= Work instructions =
Give all the lines below again, exactly, with no pictures.

+++

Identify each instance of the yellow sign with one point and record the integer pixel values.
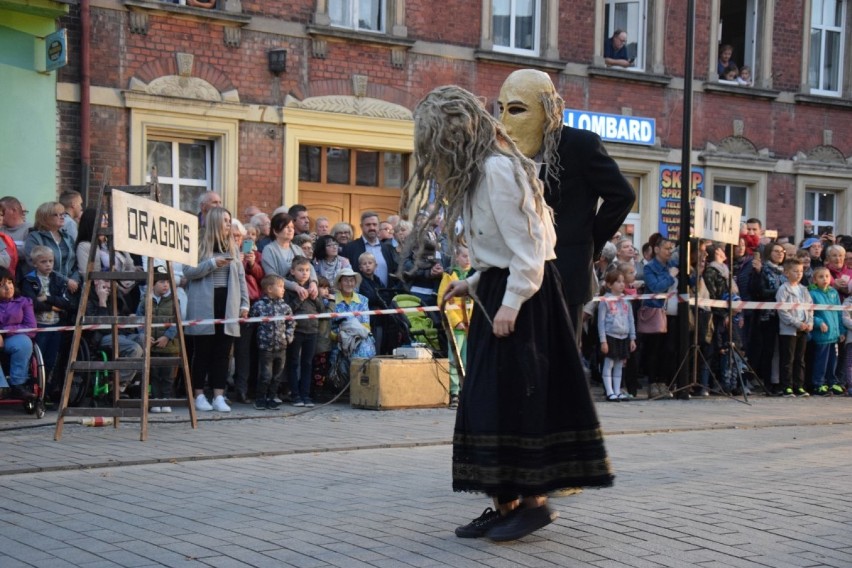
(148, 228)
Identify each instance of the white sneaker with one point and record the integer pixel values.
(219, 404)
(202, 404)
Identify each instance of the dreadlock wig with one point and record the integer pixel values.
(453, 137)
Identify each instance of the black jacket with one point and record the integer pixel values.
(588, 174)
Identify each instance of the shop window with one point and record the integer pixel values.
(820, 210)
(516, 25)
(361, 15)
(629, 16)
(736, 195)
(825, 53)
(184, 171)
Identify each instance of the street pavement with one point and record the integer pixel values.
(710, 483)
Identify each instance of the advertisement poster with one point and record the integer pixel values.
(670, 195)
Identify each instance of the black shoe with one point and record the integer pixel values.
(524, 521)
(22, 392)
(479, 526)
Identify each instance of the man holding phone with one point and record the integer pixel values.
(615, 50)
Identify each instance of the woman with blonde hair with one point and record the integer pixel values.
(215, 289)
(526, 425)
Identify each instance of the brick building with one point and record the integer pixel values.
(310, 100)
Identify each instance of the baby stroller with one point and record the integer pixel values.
(36, 380)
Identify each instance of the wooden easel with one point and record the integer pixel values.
(121, 408)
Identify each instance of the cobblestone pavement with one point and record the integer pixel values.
(708, 483)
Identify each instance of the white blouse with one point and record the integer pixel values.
(503, 230)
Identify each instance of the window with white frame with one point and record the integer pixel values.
(820, 210)
(738, 28)
(184, 170)
(362, 15)
(629, 16)
(731, 194)
(827, 38)
(516, 26)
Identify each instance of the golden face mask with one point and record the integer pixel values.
(521, 110)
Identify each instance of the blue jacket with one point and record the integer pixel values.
(831, 319)
(657, 281)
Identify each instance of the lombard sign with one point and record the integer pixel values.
(613, 127)
(145, 227)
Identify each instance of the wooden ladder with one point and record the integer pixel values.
(123, 408)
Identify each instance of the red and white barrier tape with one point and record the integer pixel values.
(737, 305)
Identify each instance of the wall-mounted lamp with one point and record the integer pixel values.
(277, 61)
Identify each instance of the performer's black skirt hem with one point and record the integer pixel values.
(526, 423)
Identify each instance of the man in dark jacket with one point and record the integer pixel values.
(577, 173)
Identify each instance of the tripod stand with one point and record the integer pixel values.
(736, 361)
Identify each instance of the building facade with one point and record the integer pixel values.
(310, 101)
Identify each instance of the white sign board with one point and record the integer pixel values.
(717, 221)
(148, 228)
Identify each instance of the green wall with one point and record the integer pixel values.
(28, 121)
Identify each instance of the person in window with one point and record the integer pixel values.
(726, 52)
(615, 50)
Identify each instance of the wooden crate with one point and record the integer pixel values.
(386, 384)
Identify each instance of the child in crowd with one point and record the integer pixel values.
(273, 337)
(617, 333)
(794, 324)
(807, 270)
(847, 323)
(458, 319)
(163, 340)
(301, 350)
(51, 303)
(825, 335)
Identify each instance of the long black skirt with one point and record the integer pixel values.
(526, 423)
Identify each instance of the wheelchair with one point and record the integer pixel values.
(36, 379)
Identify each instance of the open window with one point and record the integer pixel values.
(825, 47)
(631, 17)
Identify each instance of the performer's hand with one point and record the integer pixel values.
(504, 321)
(455, 289)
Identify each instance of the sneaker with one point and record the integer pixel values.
(524, 521)
(219, 404)
(479, 526)
(202, 404)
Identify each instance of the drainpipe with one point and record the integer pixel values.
(85, 82)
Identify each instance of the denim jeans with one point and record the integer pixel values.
(20, 350)
(824, 364)
(270, 368)
(300, 353)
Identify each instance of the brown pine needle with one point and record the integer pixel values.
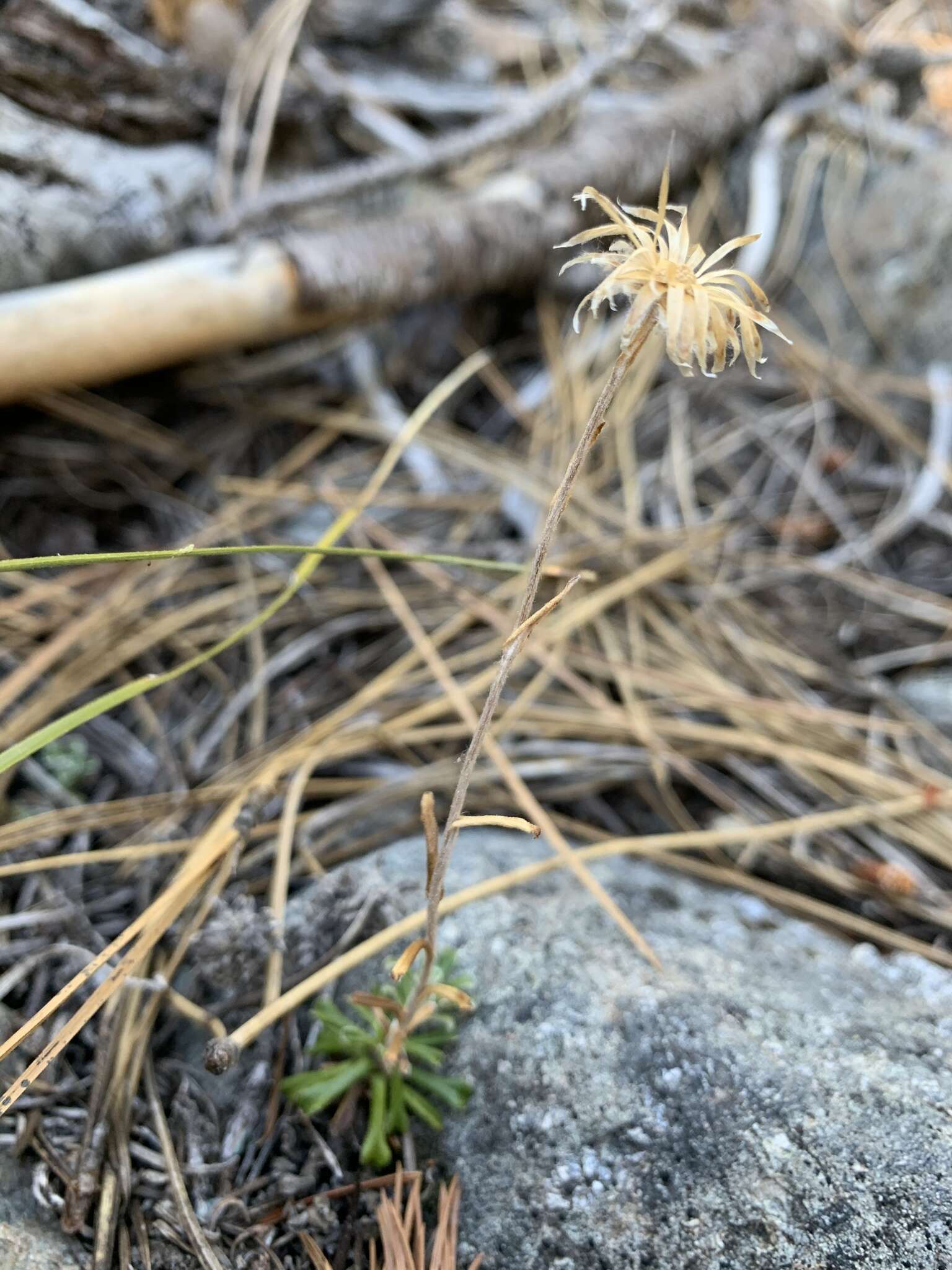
(522, 630)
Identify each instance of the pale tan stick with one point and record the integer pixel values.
(524, 629)
(149, 315)
(498, 822)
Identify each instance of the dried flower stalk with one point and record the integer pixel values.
(710, 321)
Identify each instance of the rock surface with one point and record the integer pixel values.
(30, 1238)
(777, 1099)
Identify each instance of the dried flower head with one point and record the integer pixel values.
(708, 315)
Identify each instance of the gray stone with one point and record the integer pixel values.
(775, 1099)
(30, 1236)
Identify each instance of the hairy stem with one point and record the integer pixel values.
(512, 649)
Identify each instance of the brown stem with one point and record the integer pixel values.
(511, 652)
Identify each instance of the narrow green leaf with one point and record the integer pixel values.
(25, 564)
(398, 1119)
(376, 1150)
(316, 1090)
(353, 1042)
(421, 1052)
(423, 1108)
(450, 1089)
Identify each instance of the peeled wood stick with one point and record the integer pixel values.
(149, 315)
(203, 301)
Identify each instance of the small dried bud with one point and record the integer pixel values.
(407, 959)
(220, 1054)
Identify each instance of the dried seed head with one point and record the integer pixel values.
(708, 315)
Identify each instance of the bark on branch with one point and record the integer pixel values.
(202, 301)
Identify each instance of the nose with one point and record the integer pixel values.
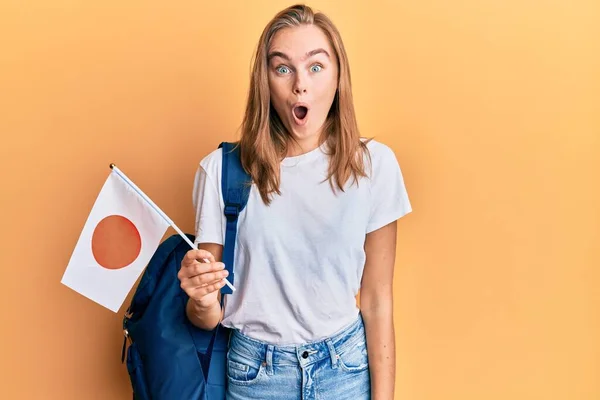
(300, 85)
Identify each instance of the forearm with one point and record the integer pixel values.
(203, 318)
(381, 347)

+++

= Final answer =
Identify each instance of the yellow sign with one point and record the integer pixel values.
(148, 228)
Identify each instance of the white sneaker with one point and record the integer pixel values.
(219, 404)
(202, 404)
Identify each instance of the dreadlock wig with one point and record the integer pixel values.
(453, 137)
Identify each instance of the black jacket with one point and record the integer pixel values.
(588, 174)
Identify each instance of the shop window with one point and record the integer pixel values.
(820, 210)
(516, 25)
(361, 15)
(629, 16)
(736, 195)
(825, 53)
(184, 171)
Identify each instance of the street pavement with one point and record the integer pixel values.
(710, 483)
Identify each instance of the advertisement poster with one point and record the integer pixel values.
(670, 195)
Identify each instance of the black shoe with one point and record the integer pixel values.
(524, 521)
(22, 392)
(479, 526)
Identify each instance of the man holding phone with one point and record the integer pixel values.
(615, 50)
Identify each instance of the woman with blonde hair with one point and record the integer pixel values.
(215, 289)
(526, 425)
Identify each instance of the brick building with one point and record the integer pixel values.
(310, 100)
Identify each instance of the baby stroller with one point and record the integer pixel values.
(36, 380)
Identify each instance of the wooden easel with one point and record the integer pixel values.
(121, 408)
Identify each instance of the cobblestone pavement with one point and record the integer pixel values.
(708, 483)
Identify each instance of the white blouse with one point and record the integer pixel values.
(503, 230)
Identify each instance of the window with white frame with one point and record the integer pixel values.
(820, 210)
(738, 28)
(184, 170)
(362, 15)
(629, 16)
(731, 194)
(827, 38)
(516, 26)
Identify each instance of the golden face mask with one point and record the integer pixel values.
(521, 110)
Identify each instance of the blue jacket with one point and record the integer pixel values.
(831, 319)
(657, 281)
Identify each instance of the lombard sign with one point and record the integer pixel values.
(613, 127)
(145, 227)
Identify each instance of the wooden ladder with one point and record the integer pixel values.
(123, 408)
Identify each instance of the red and white barrier tape with one point and record the integer pixel values.
(737, 305)
Identify each instance of the wall-mounted lamp with one point and record the integer pixel values.
(277, 61)
Identify each instance of the performer's black skirt hem with one point and record the integer pixel values.
(526, 423)
Identify each instance of the man in dark jacket with one point and record the integer pixel values.
(577, 173)
Identify each instance of the tripod stand with one point and record the integer pixel values.
(736, 361)
Identify each instance of the building facade with one point and record the integer pixel values.
(310, 101)
Identify each instance of the white sign board with one point and record the integer pixel values.
(717, 221)
(148, 228)
Identify each instance of the green wall with one point and record the integer pixel values.
(28, 121)
Identify each instance of the person in window with one point and record the integer pixel values.
(726, 52)
(615, 50)
Identify each instance of the wooden crate with one point and record the integer pixel values.
(386, 384)
Identify each instance of the child in crowd with one point and record the integer pixel values.
(273, 337)
(617, 333)
(794, 324)
(807, 270)
(847, 323)
(458, 319)
(163, 340)
(301, 350)
(51, 303)
(825, 335)
Identify each instance of the long black skirt with one point and record the integer pixel values.
(526, 423)
Identify each instance of the wheelchair with one point and record the integer pixel values.
(36, 379)
Identify each instance of the open window with one point and record the integer pixel values.
(825, 47)
(631, 17)
Identify each instance of the performer's hand with one point and record the integer pixel values.
(504, 321)
(455, 289)
Identify each instance of the sneaker with one point and record the integer pixel values.
(524, 521)
(219, 404)
(479, 526)
(202, 404)
Identify each instance of the drainpipe with one point and record the integer pixel values.
(85, 82)
Identify each instance of the denim jeans with one point and record the integer pixel values.
(20, 350)
(824, 364)
(270, 368)
(300, 353)
Identify each instance of the brown pine needle with one point and record the integer pixel values.
(522, 630)
Identify each instance of the pale tan stick with one point and record the integer pixel values.
(524, 629)
(149, 315)
(498, 822)
Identify each instance of the dried flower stalk with one point and record the integer pixel values.
(710, 321)
Identify each instance of the rock surface with one point and record the integer pixel values.
(30, 1238)
(777, 1099)
Identify each instance of the dried flower head with one point and record the integer pixel values.
(708, 315)
Identify each instance of the gray stone with one point and record the integer pixel values.
(775, 1099)
(30, 1236)
Identify each instance of the hairy stem with one point and record the integer pixel values.
(512, 649)
Identify each instance of the brown stem with one point and record the integer pixel values.
(511, 652)
Identify each instance of the narrow green leaf with one point and record the integer pixel values.
(25, 564)
(398, 1119)
(376, 1150)
(316, 1090)
(353, 1042)
(421, 1052)
(423, 1108)
(450, 1089)
Identify each instance of the peeled wood stick with one point and record the integer pixel values.
(149, 315)
(203, 301)
Identify each instance of the small dried bud with one point and record the integer pixel values.
(407, 959)
(220, 1054)
Identify each instance of the dried seed head with one point and record the integer pixel values.
(708, 315)
Identify each instance of the bark on branch with one point and record the integer pixel values.
(202, 301)
Identify each instance of the nose with one point and record the integer pixel values.
(300, 85)
Identify each instance of the forearm with one point and record the integer pixel values.
(203, 318)
(381, 347)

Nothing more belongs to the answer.